TASK DIRECTIONS. Beginning at the line with "Locate each instance of the thin", output each line to the end of the listing below exactly, please.

^^^^

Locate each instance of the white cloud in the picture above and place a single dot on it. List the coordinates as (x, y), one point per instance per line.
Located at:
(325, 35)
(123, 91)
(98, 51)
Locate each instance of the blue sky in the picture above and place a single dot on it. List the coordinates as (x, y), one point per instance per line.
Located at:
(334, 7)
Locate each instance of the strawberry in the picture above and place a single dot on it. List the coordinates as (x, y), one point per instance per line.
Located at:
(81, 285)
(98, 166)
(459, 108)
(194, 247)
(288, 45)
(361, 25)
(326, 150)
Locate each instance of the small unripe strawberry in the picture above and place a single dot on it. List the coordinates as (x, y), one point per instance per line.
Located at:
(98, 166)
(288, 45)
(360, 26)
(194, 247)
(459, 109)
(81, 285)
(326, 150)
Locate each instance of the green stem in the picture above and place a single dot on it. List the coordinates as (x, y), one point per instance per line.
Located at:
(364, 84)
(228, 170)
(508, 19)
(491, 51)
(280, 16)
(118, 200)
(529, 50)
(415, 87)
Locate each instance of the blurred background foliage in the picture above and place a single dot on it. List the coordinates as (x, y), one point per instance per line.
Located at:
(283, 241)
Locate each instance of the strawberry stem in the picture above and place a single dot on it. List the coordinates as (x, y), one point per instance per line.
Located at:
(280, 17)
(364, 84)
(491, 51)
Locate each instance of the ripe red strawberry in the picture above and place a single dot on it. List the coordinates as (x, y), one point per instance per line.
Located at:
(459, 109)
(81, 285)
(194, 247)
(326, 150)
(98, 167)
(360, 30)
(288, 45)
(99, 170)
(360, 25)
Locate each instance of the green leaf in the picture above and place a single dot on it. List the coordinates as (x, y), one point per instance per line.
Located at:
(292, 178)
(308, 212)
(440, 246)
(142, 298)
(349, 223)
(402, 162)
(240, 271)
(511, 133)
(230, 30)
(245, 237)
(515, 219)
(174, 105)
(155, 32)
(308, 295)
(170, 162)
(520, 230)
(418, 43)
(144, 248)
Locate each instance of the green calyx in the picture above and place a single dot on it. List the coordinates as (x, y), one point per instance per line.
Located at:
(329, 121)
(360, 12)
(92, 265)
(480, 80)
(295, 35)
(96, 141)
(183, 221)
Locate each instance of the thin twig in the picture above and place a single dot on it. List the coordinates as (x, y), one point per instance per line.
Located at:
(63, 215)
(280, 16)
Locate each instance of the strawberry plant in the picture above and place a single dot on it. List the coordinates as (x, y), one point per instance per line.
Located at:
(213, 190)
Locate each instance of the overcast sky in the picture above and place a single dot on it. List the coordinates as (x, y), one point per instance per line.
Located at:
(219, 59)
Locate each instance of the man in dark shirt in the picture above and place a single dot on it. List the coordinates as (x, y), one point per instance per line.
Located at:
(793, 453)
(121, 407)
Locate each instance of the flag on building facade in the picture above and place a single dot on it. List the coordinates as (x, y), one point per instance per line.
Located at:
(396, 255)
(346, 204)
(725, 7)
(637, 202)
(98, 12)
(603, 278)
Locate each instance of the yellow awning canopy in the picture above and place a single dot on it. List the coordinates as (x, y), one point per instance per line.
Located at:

^^^^

REPLY.
Locate each instance of the thin twig in the picture above and place a single dot on it. List the coordinates as (x, y), one point per instance per line.
Located at:
(63, 215)
(280, 16)
Locate each instance of the strawberry plant in the picture above and place a single dot on it. List the coordinates as (x, y), one point per instance per line.
Located at:
(213, 190)
Locate each instance of the overcast sky in the picture above and place a single dot on it. List the coordinates as (x, y), one point per instance per line.
Located at:
(219, 59)
Locate each instance of the man in dark shirt in the picture above and place a single dot on it. List the coordinates as (x, y), one point per instance per line.
Located at:
(793, 453)
(121, 407)
Locate each instance of the flag on building facade in the picture above and place a single dot on it. List the coordinates as (x, y), one point per instance per line.
Located at:
(396, 255)
(346, 204)
(725, 7)
(637, 202)
(98, 12)
(603, 278)
Locate each instance of the yellow awning canopy in the picture above and place a single dot on it. List the coordinates as (x, y), one point per instance per line.
Located at:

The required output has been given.